WHAT TO PRODUCE:
Convert the records into a Markdown table with two columns, Row and Line, giving each non-blank line its own row. Leave the pictures out of the answer.

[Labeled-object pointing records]
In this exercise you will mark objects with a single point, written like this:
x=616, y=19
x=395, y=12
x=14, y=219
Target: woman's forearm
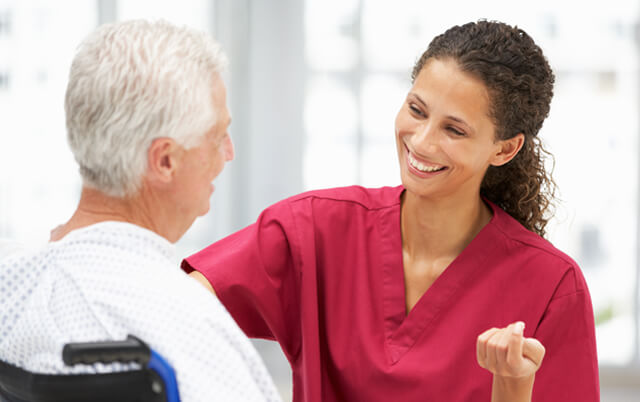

TASK RESPONSE:
| Row | Line |
|---|---|
| 1 | In this exercise you will mark objects with a single point, written like this: |
| 2 | x=616, y=19 |
| 3 | x=395, y=12 |
| 4 | x=14, y=219 |
| 5 | Target: woman's forearm |